__Exercise__
Return the records, each one exactly as written.

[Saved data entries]
start

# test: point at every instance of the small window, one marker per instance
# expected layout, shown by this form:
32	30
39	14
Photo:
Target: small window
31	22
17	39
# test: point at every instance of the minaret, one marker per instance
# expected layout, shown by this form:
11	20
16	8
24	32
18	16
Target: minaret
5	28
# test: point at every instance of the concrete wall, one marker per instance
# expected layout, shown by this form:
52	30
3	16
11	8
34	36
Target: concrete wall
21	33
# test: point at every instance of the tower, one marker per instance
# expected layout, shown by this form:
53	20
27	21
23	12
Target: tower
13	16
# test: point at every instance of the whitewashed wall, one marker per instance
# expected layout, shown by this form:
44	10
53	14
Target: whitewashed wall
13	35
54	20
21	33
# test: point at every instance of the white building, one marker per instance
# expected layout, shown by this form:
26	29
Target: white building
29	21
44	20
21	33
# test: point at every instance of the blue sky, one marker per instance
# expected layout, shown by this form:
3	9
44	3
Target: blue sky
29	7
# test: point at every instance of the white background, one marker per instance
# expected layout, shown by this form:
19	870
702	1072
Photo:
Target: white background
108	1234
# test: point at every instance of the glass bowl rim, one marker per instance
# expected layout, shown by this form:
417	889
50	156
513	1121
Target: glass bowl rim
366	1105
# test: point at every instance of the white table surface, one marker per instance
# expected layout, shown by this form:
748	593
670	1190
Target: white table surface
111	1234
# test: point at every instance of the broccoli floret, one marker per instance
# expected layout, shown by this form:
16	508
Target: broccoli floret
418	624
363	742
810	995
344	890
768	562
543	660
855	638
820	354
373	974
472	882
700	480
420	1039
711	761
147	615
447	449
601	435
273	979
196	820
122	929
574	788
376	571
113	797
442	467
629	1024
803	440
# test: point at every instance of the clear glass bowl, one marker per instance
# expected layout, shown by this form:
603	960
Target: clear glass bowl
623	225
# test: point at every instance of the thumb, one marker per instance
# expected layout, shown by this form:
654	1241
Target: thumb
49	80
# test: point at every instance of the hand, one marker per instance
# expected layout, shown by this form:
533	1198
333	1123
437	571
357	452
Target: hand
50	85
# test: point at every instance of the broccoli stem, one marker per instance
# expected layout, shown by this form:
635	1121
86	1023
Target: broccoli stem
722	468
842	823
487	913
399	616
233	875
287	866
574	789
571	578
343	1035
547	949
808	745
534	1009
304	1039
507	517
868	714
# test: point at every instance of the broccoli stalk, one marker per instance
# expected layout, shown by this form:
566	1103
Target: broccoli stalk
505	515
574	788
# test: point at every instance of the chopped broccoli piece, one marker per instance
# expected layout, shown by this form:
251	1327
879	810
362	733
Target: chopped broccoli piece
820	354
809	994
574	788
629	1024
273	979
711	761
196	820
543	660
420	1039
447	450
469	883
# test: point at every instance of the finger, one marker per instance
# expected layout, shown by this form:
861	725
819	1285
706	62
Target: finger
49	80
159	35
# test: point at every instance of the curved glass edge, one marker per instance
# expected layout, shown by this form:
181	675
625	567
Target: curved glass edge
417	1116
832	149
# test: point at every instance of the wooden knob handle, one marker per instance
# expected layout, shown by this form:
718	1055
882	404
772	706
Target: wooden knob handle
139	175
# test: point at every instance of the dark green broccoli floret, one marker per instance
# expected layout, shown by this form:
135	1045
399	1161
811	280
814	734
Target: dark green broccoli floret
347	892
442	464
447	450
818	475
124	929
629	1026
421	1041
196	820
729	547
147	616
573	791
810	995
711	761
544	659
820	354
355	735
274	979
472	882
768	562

end

__Exercise output__
# test: point at every instance of the small window, one marker per instance
# expected layout, shown by this form:
32	30
39	14
Photo:
Target: small window
31	22
17	39
# test: point at every instance of the minaret, one marker per instance
# expected layout, shown by this form:
11	20
16	8
24	32
18	16
Target: minaret
5	28
# test: point at every instance of the concrete wall, one marker per instance
# expected layout, shown by this form:
52	30
3	16
11	8
34	36
Target: concrete wall
21	33
# test: point at every instance of the tower, one marker per instance
# expected layout, shown by this form:
53	20
27	21
23	12
Target: tower
13	16
# test: point at every instance of the whitewashed wall, one marker per instance
# expected layout, shown by this form:
44	10
53	14
Target: whitewashed wall
13	35
54	20
21	33
# test: point at every instance of the white building, one marker per instance
# expected layout, shown by this form:
26	29
Target: white building
29	21
44	20
21	33
# test: point at every instance of the blue sky, one marker per instance
# expected layout, shown by this form:
3	9
44	3
Target: blue sky
29	7
# test: point at every instance of the white background, one marker per instance
# expected layout, shown by this form:
19	870
702	1072
Photo:
Target: white background
108	1234
# test: point at every instance of the glass bowl rim, one marker per instance
# expected layout, shown by this form:
417	889
50	156
513	1121
Target: glass bowl rim
366	1105
# test: point at every instance of the white table surface, one marker per instance
# expected layout, shown by this form:
748	593
670	1190
Target: white table surface
111	1234
# test: point at every instance of the broccoli floret, one marker per instance
# expected layout, shown by this form:
16	508
Target: broccoli floret
418	624
363	742
810	995
344	890
768	562
543	660
855	638
820	354
373	974
472	882
700	480
420	1039
711	761
147	615
447	449
601	435
273	979
196	820
122	929
574	788
376	571
113	797
442	467
629	1024
803	440
# test: point at every instance of the clear glass bowl, one marker per instance
# expected layout, shown by this form:
603	960
Target: clear glass bowl
623	225
# test: point at every instance of the thumb, one marker per instance
# expected layout, shown by this form:
654	1241
Target: thumb
49	80
# test: point at every instance of the hand, one marker per instance
# expected layout, shown by this form:
533	1198
333	1123
437	571
357	452
Target: hand
50	85
# test: point at every instance of the broccoli stem, one marker per instance
# expected layout, shown by this form:
635	1121
86	1023
Target: broccoli stem
722	468
842	823
487	913
399	616
233	875
287	866
574	789
571	578
343	1035
547	949
808	745
534	1009
304	1039
507	517
868	714
# test: point at every instance of the broccoli stalk, one marker per instance
# expected layout, shown by this form:
566	1103
Target: broccoli stalk
505	515
574	788
# test: point at every instance of the chopped broccoli piece, one marker per instance
# expected layout, shown by this form:
251	1327
879	810
362	733
Target: chopped broccoli piece
820	354
809	994
574	788
629	1024
273	979
711	761
196	820
543	660
420	1039
447	450
469	883
# test: point at every instance of the finger, one marker per instance
# expected layout, shown by this form:
861	725
819	1285
706	62
Target: finger
49	80
159	35
# test: point at every instance of the curved glass edge, one marker per instance
# expected layout, shown by this form:
181	675
625	567
Target: curved glass edge
417	1116
832	149
# test: point at every instance of the wooden knob handle, one marker per instance
# expected layout, shown by this form:
718	1055
882	404
772	706
Target: wooden knob handle
139	175
# test: point at every instance of the dark green broccoli floret, one marker per instance
# expected layout, shown by this form:
135	1045
399	1161
811	280
814	734
Target: dark green broccoli floret
347	892
442	464
447	450
818	475
124	929
629	1026
421	1041
196	820
729	547
147	616
573	791
810	995
711	761
544	659
820	354
355	735
274	979
472	882
768	562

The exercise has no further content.